The age old question… You’ve just been shortlisted for an award, signed a new contract, supported a local charity or invested in a new technology or service. But, is it news?

With so many clever ways to communicate with your target audience these days, it’s important to take a step back and assess the content of each story. Is what you have to say enough to get a journalist’s fingers typing, or should you be putting your creative hat on and communicating in other ways?

Nothing can harm your oh-so-important reputation with journalists more than sending them something that is far from headline hitting.

Here at ramarketing, we like to think we know a thing (or six) about what could get you that front-page scoop, after all we work with the trade media in pharmaceuticals, life sciences and manufacturing day in, day out. So, here are six important questions to ask yourself before clicking send on your latest ‘news’…

1. Is it new?

The clue is in the name. News must be new. It needs to tell your audience something they didn’t know before. And it needs to be timely. If your new CEO was appointed last June, you may have missed the boat. If you’re planning to talk generally about ongoing growth within your organisation, you may need some fresh statistics to add the ‘new’ into your news. Better still, time your news with the launch of some new research, industry developments or regulatory changes to add the hook all journalists are looking for.

2. Is it significant?

You may be really proud of your company’s latest accolade, but will it mean anything to anyone outside of your four walls? A trade journalist is unlikely to be interested in the fact your company has been listed as the best place to work, yet, a local journalist may lap this up as a ‘good local employer’ story. Try to put yourself in the journalist’s shoes and make sure what you’re sending them will be interesting to their readers.

3. Can you put a figure on it?

You’ve made a new investment, grown your team or turnover, or perhaps you have a new piece of research that has identified some new trends in the industry. But can you share figures to support these claims? Often without the facts and statistics to add colour to your news, journalists are left with nothing but an empty claim and a generic story. So, before you send that press release, make sure there’s enough facts and figures to make sure your story packs the punch it needs!

────────────────

▶ _Tasks for this exercise_
[A] From the article on judging whether something is news, reproduce the stretch from "Here at ramarketing, we" through "Is it significant?".
[B] Based on the article on judging whether something is news, answer yes or no to each statement below and quote the words of the article that decide it.
(i) A trade journalist is likely to be interested in a company being listed as the best place to work.
(ii) ramarketing works with the trade media in pharmaceuticals, life sciences and manufacturing.
(iii) A new CEO appointed last June may no longer count as news.
[C] According to the article on judging whether something is news, how many questions should you ask yourself before sending your latest news?
The rows have no connection to the article.

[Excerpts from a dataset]
────────────────

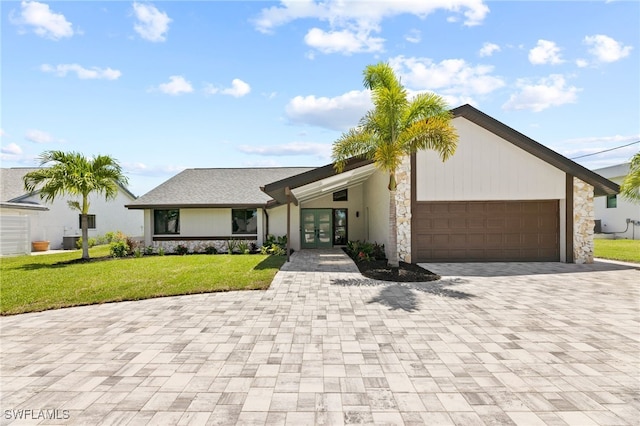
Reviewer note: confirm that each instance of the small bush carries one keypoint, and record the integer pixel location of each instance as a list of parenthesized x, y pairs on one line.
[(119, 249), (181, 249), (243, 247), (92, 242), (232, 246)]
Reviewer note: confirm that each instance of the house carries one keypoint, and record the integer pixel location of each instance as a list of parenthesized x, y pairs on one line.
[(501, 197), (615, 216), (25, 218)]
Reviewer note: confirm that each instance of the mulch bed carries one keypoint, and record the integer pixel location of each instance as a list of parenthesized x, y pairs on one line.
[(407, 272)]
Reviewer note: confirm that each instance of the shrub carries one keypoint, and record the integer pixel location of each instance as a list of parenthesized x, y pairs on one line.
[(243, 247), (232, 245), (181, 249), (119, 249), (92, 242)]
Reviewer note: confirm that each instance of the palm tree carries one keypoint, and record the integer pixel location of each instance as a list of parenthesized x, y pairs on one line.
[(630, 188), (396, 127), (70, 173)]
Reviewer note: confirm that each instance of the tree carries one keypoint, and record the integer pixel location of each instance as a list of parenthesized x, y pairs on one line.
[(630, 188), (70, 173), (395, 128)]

────────────────

▶ _Your responses_
[A]
Here at ramarketing, we like to think we know a thing (or six) about what could get you that front-page scoop, after all we work with the trade media in pharmaceuticals, life sciences and manufacturing day in, day out. So, here are six important questions to ask yourself before clicking send on your latest ‘news’…

1. Is it new?

The clue is in the name. News must be new. It needs to tell your audience something they didn’t know before. And it needs to be timely. If your new CEO was appointed last June, you may have missed the boat. If you’re planning to talk generally about ongoing growth within your organisation, you may need some fresh statistics to add the ‘new’ into your news. Better still, time your news with the launch of some new research, industry developments or regulatory changes to add the hook all journalists are looking for.

2. Is it significant?

[B]
(i) No: "A trade journalist is unlikely to be interested in the fact your company has been listed as the best place to work"
(ii) Yes: "we work with the trade media in pharmaceuticals, life sciences and manufacturing day in, day out"
(iii) Yes: "If your new CEO was appointed last June, you may have missed the boat."

[C] Six.